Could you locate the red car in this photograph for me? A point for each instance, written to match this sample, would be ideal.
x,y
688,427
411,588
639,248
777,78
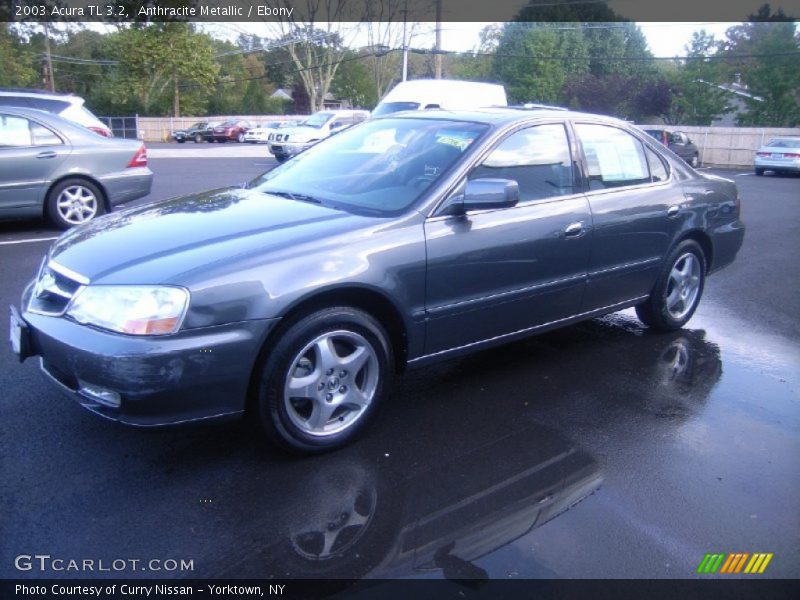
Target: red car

#####

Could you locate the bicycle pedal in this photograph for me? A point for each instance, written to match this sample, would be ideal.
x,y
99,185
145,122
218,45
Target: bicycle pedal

#####

EXERCISE PROMPT:
Above are records; write out the lines from the one with "Could you locate the red" down to the one with "Target: red car", exactly, leaving the pictures out.

EXPECTED ANSWER:
Could you locate the red car in this photograph for me? A point for each instance, written to match this sample, would be ideal.
x,y
688,427
411,588
639,248
777,78
Target: red car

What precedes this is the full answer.